Vase, Qing dynasty, 18th century, Cloisonné enamel. The Metropolitan Museum of Art
Enameling is a technique of fusing powdered glass to a bronze, copper or sometimes silver body by firing. The powder melts, flows and then hardens to a smooth, durable coating. Such metal vessels with a glassy coating on their surfaces are known as enamelwares. Enamelware which has the sturdiness of metal, the smoothness and corrosion-resistance of glass, is practical and beautiful. To day the earliest known enamel object made in China is the Tang Dynasty (618-907) gold-inlaid silver-base enamel mirror kept in the Shosoin Repository of Nara, Japan. Chinese enamels can be classified today into cloisonné, champleve, and painted enamels according to their production methods. In terms of bases there are gold-base, copper-base, porcelain-base, glass-base and purple-clay enamel. Among them the copper-base enamel is the most popular because the copper price is lower and enamel is easier to adhere to the copper surface.

### [RECORD EXCERPTS]

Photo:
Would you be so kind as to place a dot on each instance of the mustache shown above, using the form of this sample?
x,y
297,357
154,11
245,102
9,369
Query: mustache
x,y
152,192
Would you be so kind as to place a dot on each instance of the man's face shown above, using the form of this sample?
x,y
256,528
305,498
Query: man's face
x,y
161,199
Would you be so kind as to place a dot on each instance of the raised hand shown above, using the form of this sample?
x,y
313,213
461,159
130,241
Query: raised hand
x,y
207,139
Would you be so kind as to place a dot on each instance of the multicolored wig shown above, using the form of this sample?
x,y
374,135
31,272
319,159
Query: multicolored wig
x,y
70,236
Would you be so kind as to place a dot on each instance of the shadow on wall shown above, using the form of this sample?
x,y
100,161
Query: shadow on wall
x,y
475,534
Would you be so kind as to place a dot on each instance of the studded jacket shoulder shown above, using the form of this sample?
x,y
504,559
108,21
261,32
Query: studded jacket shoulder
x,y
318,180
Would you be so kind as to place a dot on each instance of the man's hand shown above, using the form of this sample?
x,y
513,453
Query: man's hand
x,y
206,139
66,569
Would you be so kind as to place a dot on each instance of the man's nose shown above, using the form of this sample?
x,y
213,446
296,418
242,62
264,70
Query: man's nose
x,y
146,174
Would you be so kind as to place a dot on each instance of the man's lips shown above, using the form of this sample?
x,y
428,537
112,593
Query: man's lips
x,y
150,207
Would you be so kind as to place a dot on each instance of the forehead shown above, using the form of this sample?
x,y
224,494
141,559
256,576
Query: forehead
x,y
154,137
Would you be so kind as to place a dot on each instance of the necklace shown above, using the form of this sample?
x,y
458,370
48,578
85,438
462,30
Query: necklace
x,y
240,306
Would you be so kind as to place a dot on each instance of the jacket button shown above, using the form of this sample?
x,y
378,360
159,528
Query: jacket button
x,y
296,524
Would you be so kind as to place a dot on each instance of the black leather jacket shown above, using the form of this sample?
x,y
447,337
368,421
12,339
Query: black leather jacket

### [WHAT TO DO]
A) Answer these about the enamelware text:
(i) What is the earliest known enamel object made in China, and where is it kept?
(ii) Into which three kinds can Chinese enamels be classified by production method?
(iii) Why is copper-base enamel the most popular?
B) Write the next part of the text on Chinese enamelware, starting after its last sentence.
The material has no connection to the text on Chinese enamelware.

### [SOLVED PROBLEMS]
A)
(i) The Tang Dynasty (618-907) gold-inlaid silver-base enamel mirror, kept in the Shosoin Repository of Nara, Japan.
(ii) Cloisonné, champleve, and painted enamels.
(iii) Copper costs less, and enamel adheres more easily to a copper surface.

B)
Dish with scalloped rim, Ming dynasty, early 15th century. The Metropolitan Museum of Art
Falang or jingtailan enamel known as cloisonné in the West was the first type to be invented. Its techniques were brought to China from Persia in the fourteenth century. The techniques were developed further in the Ming Dynasty and cloisonné enamel work was produced in large quantities in Beijing during the Jingtai Reign. Incense burners, dishes, boxes, birds and animals - the designs of the period are bold, vigorous and endlessly varied.
Gilt copper vase decorated with coiled dragons and painted enameled peonies on a yellow ground, Qing dynasty Yongzheng reign (1723-1735). The National Palace Museum, Taipei
Cloisonné is the technique of creating designs using enclosures (cloisons) made of copper or bronze wires, which have been bent or hammered into the desired pattern. These cloisons were filled with a glass paste that was mixed with various metals or metal oxides (cobalt for blue, manganese for purple, uranium for yellow or green, and so forth) to create colorful enamels. Firing these pieces was a multiple-step process since the enamel shrunk and had to be filled in after each firing. Once this process was complete, the surface of the vessel was rubbed until the edges of the cloisons were not visible. Cloisonné objects were intended primarily for the furnishing of temples and lady's chambers due to their flamboyant splendor. However, by the period of Emperor Xuande, this ware came to be greatly prized at court.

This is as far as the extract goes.